* **Work to do**
(A) What is the name of the nonprofit that Vargas works with, according to the Vargas article?
(B) Rewrite the passage of the Vargas article between "In a panel discussion" and "where they can.", inclusive, replacing "elected officials" with "lawmakers".
(C) Please write the next part of the Vargas article, picking up after its final sentence.

* **Source passage**
Immigration activist Jose Antonio Vargas visited Louisville last week to screen his new documentary, “Documented,” which tells his amazing story of becoming a Pulitzer Prize-winning journalist while secretly being an undocumented immigrant, and the journey he took once he decided to reveal his legal status and risk deportation in an effort to push forward immigration reform.
In “Documented,” Vargas shares his tale of being sent by his mother from the Philippines as a child to live with his grandparents in America, only to find out at age 16 that he was not a legal resident. The film gives an intimate view of his decision-making process in coming out of the shadows, touring the country to advocate for the DREAM Act — giving a path to citizenship for young immigrants brought to America through no fault of their own — and the personal strain this created with his family back home, who he has not been able to visit since he was a child.
The film premieres in New York on Friday with 11 cities to follow, and will be aired on CNN this summer, as Vargas — along with his nonprofit Define American — seeks to change the conversation about what it really means to be an American and bring about comprehensive immigration reform for the over 10 million undocumented immigrants currently residing here.
In a panel discussion following the film, Vargas told the audience to challenge their elected officials on what he views as a moral crisis for the country. Sounding slightly pessimistic that the Republican-led U.S. House of Representatives will even vote on the immigration reform bill passed by the Senate last year, Vargas called on Kentucky to lead the way where they can.
“Why can’t there be driver’s licenses for the 80,000 or so undocumented immigrants in this state that contribute about $60 million in state and local taxes?” asked Vargas. “If you’re here and you believe that undocumented people in Kentucky should have driver’s licenses, can you stand up?”
As more than 100 people stood and raised their hands, Vargas took a photo of them with his phone, adding, “I’m going to send this picture to Rand Paul.”

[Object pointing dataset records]
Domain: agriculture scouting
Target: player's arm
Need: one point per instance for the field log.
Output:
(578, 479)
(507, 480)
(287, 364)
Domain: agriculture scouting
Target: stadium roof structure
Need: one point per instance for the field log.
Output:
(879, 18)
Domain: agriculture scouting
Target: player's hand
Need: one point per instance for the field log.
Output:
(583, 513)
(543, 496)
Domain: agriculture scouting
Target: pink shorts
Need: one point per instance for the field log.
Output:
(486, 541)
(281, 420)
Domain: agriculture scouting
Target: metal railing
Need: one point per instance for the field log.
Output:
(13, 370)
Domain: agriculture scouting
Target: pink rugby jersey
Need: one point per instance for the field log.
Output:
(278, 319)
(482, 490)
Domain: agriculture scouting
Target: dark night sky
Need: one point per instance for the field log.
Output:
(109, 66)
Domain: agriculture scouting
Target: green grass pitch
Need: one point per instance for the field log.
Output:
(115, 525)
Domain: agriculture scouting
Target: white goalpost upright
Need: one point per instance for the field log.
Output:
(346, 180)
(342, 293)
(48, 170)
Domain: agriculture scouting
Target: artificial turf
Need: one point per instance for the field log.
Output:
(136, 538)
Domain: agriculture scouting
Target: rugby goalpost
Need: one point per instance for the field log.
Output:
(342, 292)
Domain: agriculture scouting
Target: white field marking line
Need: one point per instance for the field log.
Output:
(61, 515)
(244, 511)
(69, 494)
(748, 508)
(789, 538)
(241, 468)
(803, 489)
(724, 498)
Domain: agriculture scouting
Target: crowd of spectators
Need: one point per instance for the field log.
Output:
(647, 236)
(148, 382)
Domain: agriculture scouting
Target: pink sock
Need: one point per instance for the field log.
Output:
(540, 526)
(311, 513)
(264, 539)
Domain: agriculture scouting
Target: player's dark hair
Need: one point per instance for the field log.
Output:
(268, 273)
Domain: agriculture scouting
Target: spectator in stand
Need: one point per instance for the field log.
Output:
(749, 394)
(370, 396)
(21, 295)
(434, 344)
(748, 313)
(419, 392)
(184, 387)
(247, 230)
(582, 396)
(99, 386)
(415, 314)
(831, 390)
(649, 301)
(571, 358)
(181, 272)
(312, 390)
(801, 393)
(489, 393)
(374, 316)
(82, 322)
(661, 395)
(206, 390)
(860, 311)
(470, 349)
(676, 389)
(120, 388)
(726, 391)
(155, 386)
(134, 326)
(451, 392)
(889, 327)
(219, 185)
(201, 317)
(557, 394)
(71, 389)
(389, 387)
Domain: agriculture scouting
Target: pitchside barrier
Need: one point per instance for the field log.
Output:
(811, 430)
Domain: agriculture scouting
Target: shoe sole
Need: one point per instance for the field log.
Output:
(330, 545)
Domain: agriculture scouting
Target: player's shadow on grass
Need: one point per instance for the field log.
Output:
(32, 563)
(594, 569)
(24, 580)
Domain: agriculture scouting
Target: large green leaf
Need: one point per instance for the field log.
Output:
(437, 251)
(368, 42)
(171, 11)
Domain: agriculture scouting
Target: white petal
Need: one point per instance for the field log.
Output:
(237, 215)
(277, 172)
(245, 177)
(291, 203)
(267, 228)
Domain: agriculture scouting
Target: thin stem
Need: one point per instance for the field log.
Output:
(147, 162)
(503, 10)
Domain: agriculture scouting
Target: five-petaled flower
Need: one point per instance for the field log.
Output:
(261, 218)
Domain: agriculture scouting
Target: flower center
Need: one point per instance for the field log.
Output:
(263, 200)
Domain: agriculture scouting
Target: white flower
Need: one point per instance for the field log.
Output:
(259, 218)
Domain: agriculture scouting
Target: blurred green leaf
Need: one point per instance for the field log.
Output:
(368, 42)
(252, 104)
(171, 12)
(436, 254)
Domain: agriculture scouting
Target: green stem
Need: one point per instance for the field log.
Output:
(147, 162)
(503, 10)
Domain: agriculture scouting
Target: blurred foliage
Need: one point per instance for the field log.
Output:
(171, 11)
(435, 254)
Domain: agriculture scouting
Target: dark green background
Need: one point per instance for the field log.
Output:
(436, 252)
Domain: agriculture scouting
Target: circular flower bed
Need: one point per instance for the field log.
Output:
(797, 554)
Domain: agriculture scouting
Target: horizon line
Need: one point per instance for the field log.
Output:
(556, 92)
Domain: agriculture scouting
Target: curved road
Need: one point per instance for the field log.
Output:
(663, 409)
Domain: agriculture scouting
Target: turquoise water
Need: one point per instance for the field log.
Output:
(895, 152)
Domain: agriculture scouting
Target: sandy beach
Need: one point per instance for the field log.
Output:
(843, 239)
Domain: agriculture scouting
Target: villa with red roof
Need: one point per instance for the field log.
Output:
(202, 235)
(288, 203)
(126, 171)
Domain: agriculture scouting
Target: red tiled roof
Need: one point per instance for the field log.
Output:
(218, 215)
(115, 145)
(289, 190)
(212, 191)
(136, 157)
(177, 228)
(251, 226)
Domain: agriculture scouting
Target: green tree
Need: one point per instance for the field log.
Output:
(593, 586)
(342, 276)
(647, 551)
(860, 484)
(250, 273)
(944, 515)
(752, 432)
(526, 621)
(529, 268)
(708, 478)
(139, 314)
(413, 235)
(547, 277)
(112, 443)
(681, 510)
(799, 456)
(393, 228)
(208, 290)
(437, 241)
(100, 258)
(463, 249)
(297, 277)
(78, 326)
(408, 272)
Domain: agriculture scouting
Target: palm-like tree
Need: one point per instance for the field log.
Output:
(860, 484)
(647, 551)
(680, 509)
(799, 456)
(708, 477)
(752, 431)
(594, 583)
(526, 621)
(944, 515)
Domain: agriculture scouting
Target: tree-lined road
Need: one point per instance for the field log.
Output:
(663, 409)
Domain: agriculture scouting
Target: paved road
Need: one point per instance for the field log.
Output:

* **Results of the exercise**
(A) Define American

(B)
In a panel discussion following the film, Vargas told the audience to challenge their lawmakers on what he views as a moral crisis for the country. Sounding slightly pessimistic that the Republican-led U.S. House of Representatives will even vote on the immigration reform bill passed by the Senate last year, Vargas called on Kentucky to lead the way where they can.

(C)
After months of inaction, there is now sudden movement among House Republicans to push through immigration reform. Though last year’s Senate bill is known to have enough votes to pass the House, Speaker John Boehner has not brought it to the floor for a vote because it does not have the support of a majority of his caucus. However, several Republican congressmen signaled last week that they will attempt to push through a vote, and Boehner openly mocked the cowardice of his fellow Republicans for not wanting a vote because it is “too hard” for them politically.
Vargas tells LEO that he was especially pleased to see statements from Sen. Paul earlier this month in which he said his party needed to move “beyond deportation” as an immigration policy and offer reassurances that “Mr. Garcia’s nephew is not going to be sent home to Mexico.” Vargas — who also lauds Paul for using “undocumented” terminology instead of “illegals” — says he reached out to Paul after his comments but has not heard back from him.
“It’s one thing to say it, and it’s another thing to act on it,” says Vargas. “But in a time like this, I think we have to embrace any kind of rhetoric that has nuance and compassion and a sense of humanity. And that, coupled with what Jeb Bush said last week (that immigration is an “act of love”), is very encouraging to hear. I don’t think it’s any accident that both of them are considering running for president.”
While Vargas is encouraged by the recent movement among Republicans, he says he remains realistic about the chances of reform in the House, as “we’re at the mercy of a midterm election and a presidential election. A lot of this is going to be political posturing.” Also encouraging for Vargas is the fact that the Obama administration is currently reviewing their deportation policy, which has deported more immigrants than any other president.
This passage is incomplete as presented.